## START DATA ROWS

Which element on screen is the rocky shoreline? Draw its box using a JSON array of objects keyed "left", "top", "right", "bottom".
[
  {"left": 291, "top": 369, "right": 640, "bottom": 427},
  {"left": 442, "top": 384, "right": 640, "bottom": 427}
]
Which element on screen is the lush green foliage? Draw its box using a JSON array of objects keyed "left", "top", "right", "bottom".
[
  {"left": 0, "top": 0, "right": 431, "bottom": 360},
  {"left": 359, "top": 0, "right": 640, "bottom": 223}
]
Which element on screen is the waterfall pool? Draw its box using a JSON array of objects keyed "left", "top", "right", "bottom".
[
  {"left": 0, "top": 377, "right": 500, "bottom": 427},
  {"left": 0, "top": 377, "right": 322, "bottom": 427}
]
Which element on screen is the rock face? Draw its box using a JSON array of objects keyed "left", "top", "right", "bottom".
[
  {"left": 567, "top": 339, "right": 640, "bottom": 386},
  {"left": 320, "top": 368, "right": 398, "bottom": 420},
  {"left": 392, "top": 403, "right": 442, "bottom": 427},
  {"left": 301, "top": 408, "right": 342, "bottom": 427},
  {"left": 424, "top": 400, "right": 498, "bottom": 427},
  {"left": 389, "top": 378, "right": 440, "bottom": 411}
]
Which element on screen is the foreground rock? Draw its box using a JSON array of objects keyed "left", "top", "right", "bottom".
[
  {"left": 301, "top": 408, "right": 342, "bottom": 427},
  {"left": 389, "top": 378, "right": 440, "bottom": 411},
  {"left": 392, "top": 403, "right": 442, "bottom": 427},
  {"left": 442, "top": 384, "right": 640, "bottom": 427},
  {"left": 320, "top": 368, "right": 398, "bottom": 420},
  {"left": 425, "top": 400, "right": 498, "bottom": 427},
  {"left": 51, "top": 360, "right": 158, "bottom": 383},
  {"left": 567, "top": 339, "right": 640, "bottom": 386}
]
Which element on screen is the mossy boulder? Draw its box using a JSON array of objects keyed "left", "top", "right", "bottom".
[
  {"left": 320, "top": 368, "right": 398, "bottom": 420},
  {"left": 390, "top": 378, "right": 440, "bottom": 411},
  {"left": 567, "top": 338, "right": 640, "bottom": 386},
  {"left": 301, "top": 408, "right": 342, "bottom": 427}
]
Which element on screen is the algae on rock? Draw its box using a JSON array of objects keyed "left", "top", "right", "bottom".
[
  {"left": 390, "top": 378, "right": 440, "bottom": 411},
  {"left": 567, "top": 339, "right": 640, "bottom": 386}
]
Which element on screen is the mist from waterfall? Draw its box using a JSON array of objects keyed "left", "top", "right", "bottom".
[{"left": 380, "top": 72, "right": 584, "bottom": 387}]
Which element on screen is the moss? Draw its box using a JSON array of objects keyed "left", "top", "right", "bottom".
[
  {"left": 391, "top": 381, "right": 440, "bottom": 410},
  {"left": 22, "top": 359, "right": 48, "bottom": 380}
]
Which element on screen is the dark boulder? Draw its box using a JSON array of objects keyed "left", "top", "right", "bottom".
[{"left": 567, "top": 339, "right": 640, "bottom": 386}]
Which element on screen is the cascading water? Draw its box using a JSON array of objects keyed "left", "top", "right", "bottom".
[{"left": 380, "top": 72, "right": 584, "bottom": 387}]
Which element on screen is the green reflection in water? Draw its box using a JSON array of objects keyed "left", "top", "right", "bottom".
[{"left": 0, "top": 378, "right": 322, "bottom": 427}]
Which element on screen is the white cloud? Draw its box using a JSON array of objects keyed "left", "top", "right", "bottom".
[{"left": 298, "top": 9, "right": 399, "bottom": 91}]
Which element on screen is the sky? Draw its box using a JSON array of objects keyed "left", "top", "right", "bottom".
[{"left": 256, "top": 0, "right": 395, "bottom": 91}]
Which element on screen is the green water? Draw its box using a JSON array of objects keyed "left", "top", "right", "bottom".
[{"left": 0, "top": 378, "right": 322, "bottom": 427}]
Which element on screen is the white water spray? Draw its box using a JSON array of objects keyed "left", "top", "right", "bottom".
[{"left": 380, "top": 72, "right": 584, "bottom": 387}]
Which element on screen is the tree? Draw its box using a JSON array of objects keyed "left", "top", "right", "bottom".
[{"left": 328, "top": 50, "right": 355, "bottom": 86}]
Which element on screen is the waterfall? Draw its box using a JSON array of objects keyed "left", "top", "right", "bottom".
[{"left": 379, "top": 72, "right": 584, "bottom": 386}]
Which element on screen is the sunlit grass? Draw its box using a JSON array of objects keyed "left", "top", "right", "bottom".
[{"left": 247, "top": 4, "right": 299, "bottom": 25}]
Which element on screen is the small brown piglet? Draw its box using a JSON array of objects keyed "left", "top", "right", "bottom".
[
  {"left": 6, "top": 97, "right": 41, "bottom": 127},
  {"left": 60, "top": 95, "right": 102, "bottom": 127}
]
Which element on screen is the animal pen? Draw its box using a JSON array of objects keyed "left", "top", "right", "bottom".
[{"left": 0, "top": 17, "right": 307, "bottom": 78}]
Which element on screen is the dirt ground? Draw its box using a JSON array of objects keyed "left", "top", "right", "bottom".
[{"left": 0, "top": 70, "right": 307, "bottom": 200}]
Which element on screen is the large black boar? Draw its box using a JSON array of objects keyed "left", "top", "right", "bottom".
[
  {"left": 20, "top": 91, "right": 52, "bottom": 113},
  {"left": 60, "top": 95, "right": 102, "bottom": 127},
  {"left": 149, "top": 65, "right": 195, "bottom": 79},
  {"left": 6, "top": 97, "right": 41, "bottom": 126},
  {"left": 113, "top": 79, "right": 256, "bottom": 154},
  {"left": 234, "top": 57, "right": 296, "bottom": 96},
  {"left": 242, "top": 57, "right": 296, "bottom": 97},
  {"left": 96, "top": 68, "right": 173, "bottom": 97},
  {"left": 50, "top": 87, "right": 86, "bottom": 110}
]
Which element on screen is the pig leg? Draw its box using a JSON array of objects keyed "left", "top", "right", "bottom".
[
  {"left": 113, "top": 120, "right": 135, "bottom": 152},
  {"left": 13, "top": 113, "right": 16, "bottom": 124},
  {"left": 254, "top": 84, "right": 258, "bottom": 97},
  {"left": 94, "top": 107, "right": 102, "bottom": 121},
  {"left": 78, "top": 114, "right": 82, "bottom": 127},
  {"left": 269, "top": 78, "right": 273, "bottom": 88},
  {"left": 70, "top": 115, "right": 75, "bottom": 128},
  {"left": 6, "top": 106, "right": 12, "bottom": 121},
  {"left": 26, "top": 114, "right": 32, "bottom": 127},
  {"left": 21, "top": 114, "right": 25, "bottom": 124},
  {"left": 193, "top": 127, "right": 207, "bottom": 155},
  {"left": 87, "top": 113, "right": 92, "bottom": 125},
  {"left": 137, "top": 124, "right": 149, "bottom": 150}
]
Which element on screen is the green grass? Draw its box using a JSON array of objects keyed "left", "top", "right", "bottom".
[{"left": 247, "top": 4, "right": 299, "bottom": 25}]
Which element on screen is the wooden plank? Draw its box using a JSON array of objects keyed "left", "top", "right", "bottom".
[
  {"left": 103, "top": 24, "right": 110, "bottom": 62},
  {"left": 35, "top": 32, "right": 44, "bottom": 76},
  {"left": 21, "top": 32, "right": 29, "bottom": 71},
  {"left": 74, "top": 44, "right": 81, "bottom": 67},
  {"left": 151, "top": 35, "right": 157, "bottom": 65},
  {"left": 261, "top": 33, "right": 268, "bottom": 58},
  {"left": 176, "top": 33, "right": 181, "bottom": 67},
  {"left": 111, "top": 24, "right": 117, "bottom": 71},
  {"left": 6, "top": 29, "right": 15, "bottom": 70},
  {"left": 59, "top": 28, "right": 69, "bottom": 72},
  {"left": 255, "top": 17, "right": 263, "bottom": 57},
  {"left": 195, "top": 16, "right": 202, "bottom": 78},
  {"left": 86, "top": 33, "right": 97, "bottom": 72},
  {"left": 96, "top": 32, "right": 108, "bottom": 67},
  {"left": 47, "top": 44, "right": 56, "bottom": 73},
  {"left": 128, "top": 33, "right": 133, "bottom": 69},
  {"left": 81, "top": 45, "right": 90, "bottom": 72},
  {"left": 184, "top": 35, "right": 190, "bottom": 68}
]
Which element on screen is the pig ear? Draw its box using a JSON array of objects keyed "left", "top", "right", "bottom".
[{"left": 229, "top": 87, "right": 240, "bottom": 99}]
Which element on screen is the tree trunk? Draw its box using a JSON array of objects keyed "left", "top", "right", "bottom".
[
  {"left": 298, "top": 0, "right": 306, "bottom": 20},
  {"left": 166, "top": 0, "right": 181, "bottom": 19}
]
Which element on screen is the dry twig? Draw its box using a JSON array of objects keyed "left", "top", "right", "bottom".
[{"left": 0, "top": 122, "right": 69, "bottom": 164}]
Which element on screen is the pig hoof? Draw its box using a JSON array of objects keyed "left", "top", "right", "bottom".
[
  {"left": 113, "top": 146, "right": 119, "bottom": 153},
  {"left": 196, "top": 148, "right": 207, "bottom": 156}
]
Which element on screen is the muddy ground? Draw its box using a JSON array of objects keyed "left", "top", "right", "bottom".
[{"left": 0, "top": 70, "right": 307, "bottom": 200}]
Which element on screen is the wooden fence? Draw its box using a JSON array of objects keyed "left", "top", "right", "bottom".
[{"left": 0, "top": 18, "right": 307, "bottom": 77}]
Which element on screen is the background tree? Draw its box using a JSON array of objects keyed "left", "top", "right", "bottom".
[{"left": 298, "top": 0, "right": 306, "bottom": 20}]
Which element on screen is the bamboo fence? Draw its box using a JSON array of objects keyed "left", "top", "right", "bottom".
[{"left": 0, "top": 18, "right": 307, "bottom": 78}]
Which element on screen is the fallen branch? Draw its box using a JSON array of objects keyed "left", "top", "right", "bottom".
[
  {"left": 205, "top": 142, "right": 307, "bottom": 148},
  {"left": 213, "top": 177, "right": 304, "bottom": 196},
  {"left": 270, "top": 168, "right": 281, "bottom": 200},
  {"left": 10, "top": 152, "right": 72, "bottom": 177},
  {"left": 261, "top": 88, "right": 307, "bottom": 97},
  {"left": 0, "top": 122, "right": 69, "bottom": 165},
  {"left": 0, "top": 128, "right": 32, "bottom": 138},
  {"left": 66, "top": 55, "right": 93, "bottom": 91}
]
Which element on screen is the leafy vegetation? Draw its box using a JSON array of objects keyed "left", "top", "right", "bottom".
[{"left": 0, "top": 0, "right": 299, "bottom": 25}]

## END DATA ROWS

● REQUIRED WORK
Identify every line in the records above that contains the word "fence", and copy each such line in full.

● PROBLEM SOLUTION
Which element on screen is the wooden fence? Draw its box using a JSON array of objects keyed "left", "top", "right", "bottom".
Which element on screen is the bamboo fence? Draw its box using a JSON array of objects keyed "left", "top", "right", "bottom".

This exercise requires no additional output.